* **ASSIGNMENT A**: Convert the records, from their first line through the line containing "box: [700, 288, 863, 498]", inclusive, into a Markdown table with the columns Row and Line. Leave out blank lines.

The achievement is a monumental step forward in fusion energy research, which for decades has been chasing the dream of harnessing the same phenomenon that powers the stars to provide humans with abundant, clean, carbon-free energy.
Fusion is, in essence, the opposite of the fission that powers today’s nuclear power plants. Instead of splitting heavy atoms, it fuses two light atoms into a single atom that’s lighter than the sum of its predecessors—turning the extra mass into huge amounts of energy. There’s no long-lived radioactive waste, and unlike fission, there’s no risk of a meltdown.
The field has seen a flurry of activity in the past several years, driven by the urgency of addressing climate change and by the potential investor payoff of a lucrative new energy source. Advances are coming both at government facilities like NIF and at dozens of private startups.

* **DATA TO PROCESS**:
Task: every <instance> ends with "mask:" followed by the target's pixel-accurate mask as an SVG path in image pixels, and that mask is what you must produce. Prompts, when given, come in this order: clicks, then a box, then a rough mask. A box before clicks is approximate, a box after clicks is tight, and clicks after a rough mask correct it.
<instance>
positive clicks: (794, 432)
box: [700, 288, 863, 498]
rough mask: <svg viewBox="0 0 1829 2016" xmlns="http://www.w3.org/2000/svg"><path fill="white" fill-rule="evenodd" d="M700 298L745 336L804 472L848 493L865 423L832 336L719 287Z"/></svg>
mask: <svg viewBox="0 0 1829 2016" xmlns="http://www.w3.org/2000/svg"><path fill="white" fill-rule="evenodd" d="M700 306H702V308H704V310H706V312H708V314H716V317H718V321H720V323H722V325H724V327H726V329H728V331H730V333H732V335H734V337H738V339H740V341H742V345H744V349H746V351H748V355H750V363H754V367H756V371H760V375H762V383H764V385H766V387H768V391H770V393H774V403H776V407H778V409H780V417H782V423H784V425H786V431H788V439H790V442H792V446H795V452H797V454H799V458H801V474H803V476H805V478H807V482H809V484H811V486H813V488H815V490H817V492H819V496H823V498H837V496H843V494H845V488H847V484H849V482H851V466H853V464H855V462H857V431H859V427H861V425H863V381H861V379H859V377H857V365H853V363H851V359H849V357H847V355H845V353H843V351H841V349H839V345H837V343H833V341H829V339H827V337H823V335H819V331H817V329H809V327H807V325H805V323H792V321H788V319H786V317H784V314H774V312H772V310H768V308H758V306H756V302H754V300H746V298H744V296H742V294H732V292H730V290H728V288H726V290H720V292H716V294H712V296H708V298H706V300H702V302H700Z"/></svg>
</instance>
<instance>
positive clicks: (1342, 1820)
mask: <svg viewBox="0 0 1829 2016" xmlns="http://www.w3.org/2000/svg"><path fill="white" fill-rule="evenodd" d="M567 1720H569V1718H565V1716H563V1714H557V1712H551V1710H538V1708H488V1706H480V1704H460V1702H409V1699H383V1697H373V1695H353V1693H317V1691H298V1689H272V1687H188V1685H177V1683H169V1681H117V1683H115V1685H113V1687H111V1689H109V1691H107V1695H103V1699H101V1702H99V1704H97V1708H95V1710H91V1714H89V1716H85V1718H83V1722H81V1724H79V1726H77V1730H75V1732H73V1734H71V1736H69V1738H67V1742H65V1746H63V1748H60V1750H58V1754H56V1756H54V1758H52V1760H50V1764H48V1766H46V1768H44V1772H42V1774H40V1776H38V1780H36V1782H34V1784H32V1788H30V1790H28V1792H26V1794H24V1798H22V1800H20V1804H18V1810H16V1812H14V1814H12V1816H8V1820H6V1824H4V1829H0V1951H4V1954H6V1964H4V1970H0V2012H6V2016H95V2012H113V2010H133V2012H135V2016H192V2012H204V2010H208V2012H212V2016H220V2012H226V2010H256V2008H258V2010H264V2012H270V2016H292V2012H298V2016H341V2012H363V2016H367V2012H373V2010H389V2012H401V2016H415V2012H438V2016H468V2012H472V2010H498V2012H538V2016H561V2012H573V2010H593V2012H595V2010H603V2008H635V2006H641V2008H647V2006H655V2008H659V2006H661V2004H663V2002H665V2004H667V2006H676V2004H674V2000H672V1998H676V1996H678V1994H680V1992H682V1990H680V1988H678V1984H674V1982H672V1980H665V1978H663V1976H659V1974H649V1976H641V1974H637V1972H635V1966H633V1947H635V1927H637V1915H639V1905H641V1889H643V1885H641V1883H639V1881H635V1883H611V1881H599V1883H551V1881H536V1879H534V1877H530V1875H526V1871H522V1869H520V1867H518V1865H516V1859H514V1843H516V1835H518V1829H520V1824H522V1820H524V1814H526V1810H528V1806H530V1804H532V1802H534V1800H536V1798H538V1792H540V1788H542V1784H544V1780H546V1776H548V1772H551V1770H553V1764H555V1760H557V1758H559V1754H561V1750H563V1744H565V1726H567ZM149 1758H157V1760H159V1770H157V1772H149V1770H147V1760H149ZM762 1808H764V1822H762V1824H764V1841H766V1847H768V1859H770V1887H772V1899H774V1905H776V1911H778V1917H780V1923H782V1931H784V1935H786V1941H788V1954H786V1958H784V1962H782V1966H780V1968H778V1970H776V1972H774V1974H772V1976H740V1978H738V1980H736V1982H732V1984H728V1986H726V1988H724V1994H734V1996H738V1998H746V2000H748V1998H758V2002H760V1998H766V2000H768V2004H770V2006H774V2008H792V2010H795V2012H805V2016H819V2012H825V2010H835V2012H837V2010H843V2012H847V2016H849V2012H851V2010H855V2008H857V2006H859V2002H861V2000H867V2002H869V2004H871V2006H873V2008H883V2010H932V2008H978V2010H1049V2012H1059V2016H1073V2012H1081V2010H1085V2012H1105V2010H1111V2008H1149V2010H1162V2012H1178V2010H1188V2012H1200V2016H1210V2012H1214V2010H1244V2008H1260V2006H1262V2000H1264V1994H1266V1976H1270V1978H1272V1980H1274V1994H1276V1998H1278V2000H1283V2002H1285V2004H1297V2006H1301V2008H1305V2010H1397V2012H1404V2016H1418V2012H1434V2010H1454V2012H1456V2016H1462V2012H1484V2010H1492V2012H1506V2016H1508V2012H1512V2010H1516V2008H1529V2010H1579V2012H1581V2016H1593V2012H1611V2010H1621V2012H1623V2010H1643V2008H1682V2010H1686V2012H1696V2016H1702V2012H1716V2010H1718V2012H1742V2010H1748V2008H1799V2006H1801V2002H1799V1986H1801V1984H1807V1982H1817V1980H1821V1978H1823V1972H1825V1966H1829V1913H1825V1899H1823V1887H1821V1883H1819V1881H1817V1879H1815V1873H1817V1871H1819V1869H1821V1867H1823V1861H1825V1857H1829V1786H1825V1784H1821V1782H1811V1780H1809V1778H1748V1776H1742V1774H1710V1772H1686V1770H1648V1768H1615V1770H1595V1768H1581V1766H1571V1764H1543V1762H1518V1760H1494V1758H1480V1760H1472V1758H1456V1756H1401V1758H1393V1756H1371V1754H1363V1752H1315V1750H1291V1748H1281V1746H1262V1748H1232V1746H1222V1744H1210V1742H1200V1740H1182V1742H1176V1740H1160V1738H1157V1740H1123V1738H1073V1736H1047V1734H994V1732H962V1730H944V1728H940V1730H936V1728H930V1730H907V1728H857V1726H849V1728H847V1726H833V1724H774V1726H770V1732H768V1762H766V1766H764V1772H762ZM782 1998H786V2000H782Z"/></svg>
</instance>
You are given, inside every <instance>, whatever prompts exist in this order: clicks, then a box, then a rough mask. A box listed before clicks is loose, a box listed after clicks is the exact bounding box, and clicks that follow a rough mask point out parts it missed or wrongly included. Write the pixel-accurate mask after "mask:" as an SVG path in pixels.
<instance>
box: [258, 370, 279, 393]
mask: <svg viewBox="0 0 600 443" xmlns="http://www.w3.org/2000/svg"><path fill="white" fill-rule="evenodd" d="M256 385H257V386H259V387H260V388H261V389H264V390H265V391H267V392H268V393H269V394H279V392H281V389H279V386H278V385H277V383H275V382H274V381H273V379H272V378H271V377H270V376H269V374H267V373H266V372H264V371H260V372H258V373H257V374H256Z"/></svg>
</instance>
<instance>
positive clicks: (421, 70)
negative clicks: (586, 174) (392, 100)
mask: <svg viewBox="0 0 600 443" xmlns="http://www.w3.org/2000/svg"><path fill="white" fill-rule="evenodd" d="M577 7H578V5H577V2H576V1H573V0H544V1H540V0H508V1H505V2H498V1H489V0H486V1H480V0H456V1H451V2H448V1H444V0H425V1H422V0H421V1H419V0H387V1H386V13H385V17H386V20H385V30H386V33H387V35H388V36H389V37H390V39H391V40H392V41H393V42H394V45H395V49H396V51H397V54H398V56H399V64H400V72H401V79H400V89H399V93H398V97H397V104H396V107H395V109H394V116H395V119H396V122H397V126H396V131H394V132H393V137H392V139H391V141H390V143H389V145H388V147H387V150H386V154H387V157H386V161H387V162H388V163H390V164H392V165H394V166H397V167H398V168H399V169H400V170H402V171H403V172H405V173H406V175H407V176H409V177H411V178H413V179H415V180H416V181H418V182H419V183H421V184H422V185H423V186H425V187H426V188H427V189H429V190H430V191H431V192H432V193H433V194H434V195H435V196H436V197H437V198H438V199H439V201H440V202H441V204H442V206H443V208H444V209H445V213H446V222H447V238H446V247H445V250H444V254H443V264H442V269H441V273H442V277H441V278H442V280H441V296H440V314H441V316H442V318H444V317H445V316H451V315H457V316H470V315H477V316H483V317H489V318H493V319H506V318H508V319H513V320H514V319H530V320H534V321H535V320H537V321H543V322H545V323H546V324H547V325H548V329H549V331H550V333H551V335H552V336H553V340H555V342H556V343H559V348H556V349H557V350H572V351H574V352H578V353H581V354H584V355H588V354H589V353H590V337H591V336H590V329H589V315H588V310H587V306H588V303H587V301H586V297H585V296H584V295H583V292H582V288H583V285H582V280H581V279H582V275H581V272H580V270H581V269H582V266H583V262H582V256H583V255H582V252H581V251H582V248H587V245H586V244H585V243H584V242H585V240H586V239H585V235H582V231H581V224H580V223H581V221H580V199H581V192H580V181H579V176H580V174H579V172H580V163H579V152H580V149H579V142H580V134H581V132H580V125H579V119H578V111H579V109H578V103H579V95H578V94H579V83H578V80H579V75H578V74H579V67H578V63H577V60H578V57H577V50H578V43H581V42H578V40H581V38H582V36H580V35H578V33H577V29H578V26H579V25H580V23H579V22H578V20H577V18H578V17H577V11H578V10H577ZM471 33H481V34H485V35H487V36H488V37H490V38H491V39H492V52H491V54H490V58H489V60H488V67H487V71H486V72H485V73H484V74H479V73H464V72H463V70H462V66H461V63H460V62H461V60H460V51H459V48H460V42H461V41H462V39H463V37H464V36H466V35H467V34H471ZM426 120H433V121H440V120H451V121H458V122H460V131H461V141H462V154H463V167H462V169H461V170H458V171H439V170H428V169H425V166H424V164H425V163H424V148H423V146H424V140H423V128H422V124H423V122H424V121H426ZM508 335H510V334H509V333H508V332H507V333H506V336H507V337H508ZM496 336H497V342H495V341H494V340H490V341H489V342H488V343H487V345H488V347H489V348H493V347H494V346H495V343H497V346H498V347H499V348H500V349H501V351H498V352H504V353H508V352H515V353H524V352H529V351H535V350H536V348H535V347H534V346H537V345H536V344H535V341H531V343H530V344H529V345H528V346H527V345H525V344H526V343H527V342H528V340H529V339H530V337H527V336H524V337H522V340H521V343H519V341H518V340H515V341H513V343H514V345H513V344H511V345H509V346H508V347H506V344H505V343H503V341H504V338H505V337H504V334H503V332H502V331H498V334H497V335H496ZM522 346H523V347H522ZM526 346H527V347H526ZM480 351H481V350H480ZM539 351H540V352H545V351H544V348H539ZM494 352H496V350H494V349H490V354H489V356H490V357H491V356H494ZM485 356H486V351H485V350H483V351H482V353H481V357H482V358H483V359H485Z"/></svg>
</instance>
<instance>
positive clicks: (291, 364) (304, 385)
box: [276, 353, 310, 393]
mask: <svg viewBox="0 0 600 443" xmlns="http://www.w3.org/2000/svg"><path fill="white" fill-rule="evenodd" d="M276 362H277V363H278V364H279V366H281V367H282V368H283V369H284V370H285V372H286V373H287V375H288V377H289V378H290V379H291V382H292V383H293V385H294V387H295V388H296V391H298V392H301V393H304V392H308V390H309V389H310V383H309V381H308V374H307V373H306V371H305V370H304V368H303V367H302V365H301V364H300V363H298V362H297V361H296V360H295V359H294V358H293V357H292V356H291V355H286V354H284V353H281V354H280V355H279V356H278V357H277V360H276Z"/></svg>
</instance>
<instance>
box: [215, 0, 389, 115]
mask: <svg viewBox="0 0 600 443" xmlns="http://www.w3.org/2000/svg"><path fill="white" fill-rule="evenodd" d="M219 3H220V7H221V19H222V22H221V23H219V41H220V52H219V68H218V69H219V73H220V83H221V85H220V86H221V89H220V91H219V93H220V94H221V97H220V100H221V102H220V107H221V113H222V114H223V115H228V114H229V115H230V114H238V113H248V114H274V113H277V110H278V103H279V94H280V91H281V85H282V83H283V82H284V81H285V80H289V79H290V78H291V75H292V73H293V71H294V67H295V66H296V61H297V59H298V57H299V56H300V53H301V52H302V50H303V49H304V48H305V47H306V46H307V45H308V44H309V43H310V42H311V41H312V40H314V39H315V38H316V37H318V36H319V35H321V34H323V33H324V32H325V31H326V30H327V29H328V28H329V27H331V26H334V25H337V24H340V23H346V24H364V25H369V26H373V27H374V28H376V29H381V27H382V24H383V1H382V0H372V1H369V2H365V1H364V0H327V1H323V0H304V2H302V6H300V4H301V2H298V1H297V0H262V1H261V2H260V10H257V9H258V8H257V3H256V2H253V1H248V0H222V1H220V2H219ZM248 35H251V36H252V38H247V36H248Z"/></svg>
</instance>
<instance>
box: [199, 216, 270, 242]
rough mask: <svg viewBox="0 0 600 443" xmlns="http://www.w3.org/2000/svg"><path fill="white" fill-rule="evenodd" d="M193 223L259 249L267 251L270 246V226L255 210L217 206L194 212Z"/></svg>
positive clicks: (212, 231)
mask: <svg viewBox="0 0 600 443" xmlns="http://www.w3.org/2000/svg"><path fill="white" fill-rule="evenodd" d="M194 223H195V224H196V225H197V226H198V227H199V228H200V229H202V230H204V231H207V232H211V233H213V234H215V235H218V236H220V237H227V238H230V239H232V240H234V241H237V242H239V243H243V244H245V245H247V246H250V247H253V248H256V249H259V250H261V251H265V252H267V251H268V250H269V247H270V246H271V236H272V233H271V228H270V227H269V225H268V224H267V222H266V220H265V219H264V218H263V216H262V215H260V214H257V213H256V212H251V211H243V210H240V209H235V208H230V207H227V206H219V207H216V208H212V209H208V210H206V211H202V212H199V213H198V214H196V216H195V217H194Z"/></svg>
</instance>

* **ASSIGNMENT B**: According to the passage on fusion energy, where are advances in the field coming from?

* **ANSWER SPACE A**:
| Row | Line |
|---|---|
| 1 | Task: every <instance> ends with "mask:" followed by the target's pixel-accurate mask as an SVG path in image pixels, and that mask is what you must produce. Prompts, when given, come in this order: clicks, then a box, then a rough mask. A box before clicks is approximate, a box after clicks is tight, and clicks after a rough mask correct it. |
| 2 | <instance> |
| 3 | positive clicks: (794, 432) |
| 4 | box: [700, 288, 863, 498] |

* **ANSWER SPACE B**: Advances are coming from government facilities like NIF and from dozens of private startups.